PROBLEM DETAILS: Pick out each line below that contains the word "blue" and copy those lines. Upper and lower case must match.

ROWS:
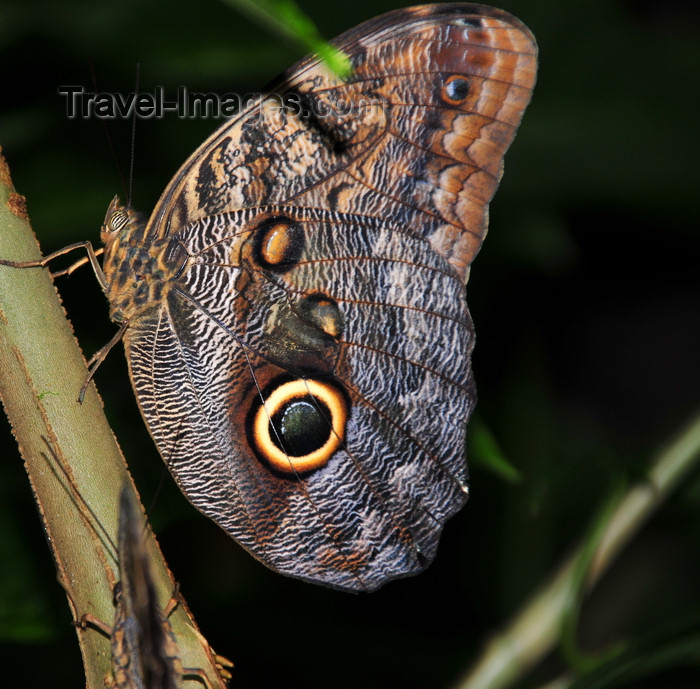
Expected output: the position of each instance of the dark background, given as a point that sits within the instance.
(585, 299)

---

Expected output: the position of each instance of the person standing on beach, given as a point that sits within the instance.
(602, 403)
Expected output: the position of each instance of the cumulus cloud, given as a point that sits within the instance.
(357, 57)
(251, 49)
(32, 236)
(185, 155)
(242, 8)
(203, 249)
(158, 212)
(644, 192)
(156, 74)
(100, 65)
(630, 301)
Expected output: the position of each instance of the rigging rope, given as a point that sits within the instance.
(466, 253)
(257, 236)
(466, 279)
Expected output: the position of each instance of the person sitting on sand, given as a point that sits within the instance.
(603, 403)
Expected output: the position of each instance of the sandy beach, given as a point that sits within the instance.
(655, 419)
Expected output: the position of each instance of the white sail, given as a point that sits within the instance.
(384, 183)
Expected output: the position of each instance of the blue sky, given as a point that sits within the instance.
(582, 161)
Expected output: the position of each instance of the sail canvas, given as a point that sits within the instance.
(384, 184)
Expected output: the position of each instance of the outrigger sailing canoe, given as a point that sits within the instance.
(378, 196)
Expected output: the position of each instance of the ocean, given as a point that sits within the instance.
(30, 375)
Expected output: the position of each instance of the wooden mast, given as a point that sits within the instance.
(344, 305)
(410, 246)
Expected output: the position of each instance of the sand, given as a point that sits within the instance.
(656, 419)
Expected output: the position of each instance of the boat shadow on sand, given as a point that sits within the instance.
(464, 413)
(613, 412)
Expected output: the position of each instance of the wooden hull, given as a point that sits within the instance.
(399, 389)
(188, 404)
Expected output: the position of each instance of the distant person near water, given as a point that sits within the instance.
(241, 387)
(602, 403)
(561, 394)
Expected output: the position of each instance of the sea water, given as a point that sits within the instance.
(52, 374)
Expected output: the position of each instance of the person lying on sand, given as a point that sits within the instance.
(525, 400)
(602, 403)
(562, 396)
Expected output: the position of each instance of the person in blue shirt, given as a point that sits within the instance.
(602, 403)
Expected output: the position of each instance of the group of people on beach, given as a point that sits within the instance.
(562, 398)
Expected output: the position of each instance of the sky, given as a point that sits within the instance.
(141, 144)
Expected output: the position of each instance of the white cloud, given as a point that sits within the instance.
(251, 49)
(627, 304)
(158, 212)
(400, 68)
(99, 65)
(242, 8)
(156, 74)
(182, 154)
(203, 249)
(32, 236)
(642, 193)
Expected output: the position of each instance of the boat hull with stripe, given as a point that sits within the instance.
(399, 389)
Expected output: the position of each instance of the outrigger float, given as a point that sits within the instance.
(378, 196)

RESULT:
Expected output: the position of each instance of the blue sky, given as a point that sits within the instance.
Expected output: the position of each instance of the person in blue shirt, given as a point that sits within the instance.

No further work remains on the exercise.